**Given information:**
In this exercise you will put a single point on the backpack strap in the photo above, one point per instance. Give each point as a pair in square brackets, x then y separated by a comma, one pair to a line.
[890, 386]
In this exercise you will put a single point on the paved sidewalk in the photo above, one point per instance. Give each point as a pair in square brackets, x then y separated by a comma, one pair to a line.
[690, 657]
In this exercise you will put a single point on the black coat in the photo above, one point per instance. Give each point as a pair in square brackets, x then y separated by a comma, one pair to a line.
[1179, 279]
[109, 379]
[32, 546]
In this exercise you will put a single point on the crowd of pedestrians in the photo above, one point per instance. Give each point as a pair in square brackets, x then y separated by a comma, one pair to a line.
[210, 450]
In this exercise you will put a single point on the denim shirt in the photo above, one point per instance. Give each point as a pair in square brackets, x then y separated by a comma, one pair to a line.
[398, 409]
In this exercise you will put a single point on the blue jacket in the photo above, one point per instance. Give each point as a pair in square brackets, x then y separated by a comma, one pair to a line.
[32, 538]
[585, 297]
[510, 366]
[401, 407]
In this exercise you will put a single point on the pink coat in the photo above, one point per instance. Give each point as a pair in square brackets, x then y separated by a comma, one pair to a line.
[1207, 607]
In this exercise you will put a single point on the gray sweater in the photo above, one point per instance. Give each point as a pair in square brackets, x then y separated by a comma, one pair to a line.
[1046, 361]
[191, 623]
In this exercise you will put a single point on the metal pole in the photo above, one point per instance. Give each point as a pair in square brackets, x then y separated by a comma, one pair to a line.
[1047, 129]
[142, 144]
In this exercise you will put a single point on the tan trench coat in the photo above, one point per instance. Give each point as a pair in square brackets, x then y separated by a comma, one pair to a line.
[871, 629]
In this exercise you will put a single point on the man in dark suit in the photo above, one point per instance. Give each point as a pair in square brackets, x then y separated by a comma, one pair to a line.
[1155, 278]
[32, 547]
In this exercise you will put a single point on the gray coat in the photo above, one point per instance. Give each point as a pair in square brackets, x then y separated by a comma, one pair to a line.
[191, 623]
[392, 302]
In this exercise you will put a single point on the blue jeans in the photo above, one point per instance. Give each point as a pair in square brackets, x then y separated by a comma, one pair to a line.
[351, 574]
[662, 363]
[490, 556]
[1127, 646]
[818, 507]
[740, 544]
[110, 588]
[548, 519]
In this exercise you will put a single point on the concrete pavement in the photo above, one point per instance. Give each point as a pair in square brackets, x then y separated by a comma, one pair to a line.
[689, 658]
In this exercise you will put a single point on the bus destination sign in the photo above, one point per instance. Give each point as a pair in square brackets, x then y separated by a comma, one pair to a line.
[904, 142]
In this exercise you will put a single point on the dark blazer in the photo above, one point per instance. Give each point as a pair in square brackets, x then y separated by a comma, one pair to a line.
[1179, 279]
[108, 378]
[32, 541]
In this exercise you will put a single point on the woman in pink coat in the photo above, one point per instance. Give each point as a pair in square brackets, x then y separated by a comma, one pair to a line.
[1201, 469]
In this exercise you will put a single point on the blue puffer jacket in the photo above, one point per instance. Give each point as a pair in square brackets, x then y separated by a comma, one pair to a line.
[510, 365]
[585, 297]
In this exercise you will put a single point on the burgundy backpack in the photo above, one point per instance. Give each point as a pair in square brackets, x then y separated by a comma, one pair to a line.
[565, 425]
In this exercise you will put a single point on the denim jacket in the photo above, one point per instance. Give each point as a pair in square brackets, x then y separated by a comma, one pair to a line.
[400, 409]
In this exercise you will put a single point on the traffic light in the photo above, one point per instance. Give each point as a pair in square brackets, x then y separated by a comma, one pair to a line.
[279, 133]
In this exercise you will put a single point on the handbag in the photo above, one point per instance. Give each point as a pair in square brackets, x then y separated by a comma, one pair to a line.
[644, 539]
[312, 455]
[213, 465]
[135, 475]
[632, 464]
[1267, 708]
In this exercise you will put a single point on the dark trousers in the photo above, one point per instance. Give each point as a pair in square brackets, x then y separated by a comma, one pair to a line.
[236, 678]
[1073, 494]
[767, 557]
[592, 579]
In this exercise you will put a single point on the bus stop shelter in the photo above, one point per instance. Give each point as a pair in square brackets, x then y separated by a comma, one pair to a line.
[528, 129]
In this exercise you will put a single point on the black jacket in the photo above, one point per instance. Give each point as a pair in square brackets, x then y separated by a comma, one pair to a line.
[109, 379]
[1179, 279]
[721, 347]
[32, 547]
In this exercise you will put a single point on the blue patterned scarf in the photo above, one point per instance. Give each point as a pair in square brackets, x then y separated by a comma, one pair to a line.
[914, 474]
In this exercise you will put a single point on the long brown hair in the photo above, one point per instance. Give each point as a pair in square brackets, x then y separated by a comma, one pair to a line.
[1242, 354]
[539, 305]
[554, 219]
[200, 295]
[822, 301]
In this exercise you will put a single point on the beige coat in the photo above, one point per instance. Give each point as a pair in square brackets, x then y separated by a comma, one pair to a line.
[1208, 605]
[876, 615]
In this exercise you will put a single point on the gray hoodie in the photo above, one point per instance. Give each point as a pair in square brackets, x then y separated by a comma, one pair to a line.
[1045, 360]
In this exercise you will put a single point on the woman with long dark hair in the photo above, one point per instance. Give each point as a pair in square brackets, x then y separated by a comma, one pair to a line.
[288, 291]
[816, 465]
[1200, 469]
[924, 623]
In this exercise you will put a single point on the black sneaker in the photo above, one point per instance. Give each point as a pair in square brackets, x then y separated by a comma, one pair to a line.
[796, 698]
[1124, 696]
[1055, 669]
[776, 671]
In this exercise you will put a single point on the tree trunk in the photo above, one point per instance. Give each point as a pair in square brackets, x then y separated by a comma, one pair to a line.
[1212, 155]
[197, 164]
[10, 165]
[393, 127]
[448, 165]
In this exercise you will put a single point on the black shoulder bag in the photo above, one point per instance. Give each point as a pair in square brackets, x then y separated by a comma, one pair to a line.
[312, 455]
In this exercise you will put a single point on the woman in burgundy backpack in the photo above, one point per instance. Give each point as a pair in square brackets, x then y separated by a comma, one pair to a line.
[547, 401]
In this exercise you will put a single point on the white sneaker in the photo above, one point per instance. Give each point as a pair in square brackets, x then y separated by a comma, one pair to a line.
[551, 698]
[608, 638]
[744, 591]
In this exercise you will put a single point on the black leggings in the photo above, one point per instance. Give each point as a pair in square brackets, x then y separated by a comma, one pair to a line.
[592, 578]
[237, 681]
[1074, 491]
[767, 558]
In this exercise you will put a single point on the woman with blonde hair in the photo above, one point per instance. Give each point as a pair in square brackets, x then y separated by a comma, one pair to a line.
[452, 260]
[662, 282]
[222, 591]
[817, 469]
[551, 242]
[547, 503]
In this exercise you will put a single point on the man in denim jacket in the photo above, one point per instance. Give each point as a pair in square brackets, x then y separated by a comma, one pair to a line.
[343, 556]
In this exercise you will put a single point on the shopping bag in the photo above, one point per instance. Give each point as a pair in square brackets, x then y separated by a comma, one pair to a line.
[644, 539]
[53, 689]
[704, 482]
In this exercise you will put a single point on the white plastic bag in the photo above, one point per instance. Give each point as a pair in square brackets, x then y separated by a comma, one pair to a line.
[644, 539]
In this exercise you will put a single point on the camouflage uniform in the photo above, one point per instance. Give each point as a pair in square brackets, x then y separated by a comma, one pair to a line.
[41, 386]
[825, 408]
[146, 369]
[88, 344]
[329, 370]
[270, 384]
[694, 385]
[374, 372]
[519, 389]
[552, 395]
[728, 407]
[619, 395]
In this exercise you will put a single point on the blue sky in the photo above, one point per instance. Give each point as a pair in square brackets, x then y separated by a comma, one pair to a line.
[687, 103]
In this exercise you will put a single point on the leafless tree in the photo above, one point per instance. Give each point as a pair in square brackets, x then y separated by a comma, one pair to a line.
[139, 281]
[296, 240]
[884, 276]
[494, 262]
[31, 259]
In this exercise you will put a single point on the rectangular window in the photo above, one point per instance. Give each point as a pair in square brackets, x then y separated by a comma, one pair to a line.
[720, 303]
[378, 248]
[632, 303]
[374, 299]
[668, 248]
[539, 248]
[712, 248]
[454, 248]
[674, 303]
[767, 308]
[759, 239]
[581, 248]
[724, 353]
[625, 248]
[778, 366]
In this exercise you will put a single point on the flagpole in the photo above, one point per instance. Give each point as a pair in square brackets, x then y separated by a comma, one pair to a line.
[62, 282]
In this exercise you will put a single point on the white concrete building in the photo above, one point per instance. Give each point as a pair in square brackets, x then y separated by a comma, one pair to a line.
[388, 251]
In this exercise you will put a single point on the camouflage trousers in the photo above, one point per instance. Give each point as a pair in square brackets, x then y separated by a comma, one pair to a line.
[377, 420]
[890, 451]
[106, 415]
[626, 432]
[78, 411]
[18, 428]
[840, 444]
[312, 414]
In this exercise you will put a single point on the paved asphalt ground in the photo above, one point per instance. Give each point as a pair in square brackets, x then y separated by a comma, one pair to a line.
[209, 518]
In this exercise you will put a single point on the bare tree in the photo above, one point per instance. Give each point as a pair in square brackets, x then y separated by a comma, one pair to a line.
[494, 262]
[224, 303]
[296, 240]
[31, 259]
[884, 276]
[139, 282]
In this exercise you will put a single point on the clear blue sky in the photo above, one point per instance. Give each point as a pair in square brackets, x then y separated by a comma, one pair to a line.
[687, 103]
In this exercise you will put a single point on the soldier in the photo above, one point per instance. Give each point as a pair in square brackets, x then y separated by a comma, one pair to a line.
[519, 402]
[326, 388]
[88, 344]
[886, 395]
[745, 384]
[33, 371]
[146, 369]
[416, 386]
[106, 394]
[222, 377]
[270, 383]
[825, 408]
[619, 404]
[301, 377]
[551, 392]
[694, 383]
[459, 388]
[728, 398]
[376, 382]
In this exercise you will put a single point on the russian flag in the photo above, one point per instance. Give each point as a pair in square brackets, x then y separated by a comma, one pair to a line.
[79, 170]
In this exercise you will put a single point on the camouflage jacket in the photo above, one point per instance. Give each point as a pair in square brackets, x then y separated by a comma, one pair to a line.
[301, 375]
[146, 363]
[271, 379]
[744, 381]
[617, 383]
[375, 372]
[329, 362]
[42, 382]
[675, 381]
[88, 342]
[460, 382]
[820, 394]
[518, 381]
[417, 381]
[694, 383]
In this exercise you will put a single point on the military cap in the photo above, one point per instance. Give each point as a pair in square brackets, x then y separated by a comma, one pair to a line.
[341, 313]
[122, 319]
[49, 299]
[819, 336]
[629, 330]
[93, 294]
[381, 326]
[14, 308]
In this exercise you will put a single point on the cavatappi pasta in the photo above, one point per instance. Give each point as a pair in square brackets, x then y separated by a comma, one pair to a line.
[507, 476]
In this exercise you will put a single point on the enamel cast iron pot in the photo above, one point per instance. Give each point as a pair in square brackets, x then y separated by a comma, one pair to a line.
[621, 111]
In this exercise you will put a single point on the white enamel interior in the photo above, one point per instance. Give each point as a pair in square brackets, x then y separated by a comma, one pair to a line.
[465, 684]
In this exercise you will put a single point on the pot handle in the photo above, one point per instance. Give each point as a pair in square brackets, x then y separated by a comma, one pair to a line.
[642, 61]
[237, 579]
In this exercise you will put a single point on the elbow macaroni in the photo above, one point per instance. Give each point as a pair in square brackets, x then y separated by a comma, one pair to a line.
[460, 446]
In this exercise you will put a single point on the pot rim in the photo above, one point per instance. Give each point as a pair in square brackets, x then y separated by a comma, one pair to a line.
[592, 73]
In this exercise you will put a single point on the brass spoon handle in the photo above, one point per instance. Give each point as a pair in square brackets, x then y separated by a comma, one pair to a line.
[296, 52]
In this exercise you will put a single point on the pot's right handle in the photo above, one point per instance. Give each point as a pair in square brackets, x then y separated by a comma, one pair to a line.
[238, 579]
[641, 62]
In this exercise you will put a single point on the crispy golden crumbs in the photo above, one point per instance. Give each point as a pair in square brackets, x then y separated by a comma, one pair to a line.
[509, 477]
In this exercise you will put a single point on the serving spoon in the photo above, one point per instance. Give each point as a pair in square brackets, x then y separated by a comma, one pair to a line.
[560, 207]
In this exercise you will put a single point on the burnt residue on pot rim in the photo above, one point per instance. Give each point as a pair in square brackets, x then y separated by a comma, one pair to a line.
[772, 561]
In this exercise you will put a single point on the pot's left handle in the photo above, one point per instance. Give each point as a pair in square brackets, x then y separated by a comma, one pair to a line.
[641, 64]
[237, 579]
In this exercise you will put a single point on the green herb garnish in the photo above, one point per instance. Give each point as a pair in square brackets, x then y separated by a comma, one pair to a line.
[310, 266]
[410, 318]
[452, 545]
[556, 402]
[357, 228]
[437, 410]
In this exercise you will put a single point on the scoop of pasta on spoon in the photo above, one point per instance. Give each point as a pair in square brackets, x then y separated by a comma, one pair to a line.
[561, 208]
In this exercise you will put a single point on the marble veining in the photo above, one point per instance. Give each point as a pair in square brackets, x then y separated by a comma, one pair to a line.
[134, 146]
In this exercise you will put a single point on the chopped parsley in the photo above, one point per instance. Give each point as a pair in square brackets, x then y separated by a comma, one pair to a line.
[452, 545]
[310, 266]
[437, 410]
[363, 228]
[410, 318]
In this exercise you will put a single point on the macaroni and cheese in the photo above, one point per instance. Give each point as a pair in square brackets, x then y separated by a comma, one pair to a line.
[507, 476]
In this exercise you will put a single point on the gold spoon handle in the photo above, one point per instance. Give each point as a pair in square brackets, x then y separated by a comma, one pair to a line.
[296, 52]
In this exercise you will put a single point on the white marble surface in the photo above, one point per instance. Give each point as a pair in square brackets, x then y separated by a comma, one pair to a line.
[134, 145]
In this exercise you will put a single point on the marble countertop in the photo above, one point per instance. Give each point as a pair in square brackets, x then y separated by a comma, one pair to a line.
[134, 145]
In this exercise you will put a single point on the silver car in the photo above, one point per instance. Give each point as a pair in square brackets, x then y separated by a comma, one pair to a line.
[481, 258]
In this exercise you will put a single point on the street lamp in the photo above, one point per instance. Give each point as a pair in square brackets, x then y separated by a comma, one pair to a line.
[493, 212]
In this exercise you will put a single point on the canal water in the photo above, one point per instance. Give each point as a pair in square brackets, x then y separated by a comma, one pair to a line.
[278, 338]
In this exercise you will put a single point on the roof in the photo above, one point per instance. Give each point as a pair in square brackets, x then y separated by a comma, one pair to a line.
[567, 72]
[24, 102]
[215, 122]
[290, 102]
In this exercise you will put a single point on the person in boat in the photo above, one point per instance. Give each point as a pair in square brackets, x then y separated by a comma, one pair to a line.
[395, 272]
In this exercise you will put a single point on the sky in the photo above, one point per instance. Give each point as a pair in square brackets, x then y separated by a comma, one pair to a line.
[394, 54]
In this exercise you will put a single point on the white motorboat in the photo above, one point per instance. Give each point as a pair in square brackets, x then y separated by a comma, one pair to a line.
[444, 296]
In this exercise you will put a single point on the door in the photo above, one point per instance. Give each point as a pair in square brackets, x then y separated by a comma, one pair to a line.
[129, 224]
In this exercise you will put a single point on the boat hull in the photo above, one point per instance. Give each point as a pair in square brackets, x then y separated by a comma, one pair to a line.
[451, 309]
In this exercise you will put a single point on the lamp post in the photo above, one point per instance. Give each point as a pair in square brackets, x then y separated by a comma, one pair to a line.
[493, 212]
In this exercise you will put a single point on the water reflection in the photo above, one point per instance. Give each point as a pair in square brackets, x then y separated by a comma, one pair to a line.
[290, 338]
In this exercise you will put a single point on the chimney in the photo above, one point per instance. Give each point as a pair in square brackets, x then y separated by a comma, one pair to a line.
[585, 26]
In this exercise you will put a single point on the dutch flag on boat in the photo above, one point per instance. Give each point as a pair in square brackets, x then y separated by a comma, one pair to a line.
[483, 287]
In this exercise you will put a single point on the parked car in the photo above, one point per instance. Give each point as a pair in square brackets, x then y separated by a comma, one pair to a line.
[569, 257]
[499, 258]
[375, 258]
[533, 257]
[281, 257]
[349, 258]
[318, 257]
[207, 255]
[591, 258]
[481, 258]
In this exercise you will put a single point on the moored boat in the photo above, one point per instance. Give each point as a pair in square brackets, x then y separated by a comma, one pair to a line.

**Exercise brief:** Retype exactly, please, only the lines of the entries that run from the one containing "on the lamp" to the last.

**Solution for this exercise:**
In this exercise you will put a single point on the lamp post in the photo above, one point per instance. Give each point as a pair in square brackets, x then y separated by a comma, one pair to a line.
[493, 212]
In this exercise you will put a single point on the water reflection in the photo above, one point per instance. Give each point as a pair in square brackets, x then y separated by a comma, one pair to a line.
[290, 338]
In this exercise you will put a single point on the chimney in the photo above, one point per instance. Give each point as a pair in square brackets, x then y separated by a comma, one pair to a line.
[585, 26]
In this exercise you will put a single point on the dutch flag on boat in the photo above, one point per instance. Give each point as a pair in square brackets, x then y separated by a comma, one pair to a line.
[483, 287]
In this exercise you will put a single point on the parked car in the photo above, one point per instance. Give each point as a pair in square brackets, x then y separated by a comma, one pair to a line.
[569, 257]
[499, 258]
[375, 258]
[533, 257]
[281, 257]
[349, 258]
[318, 257]
[207, 255]
[591, 258]
[481, 258]
In this exercise you will put a single point on the moored boat in the photo above, one point per instance. Give each point as a pair in square brackets, x then y separated by a comma, one pair to a line.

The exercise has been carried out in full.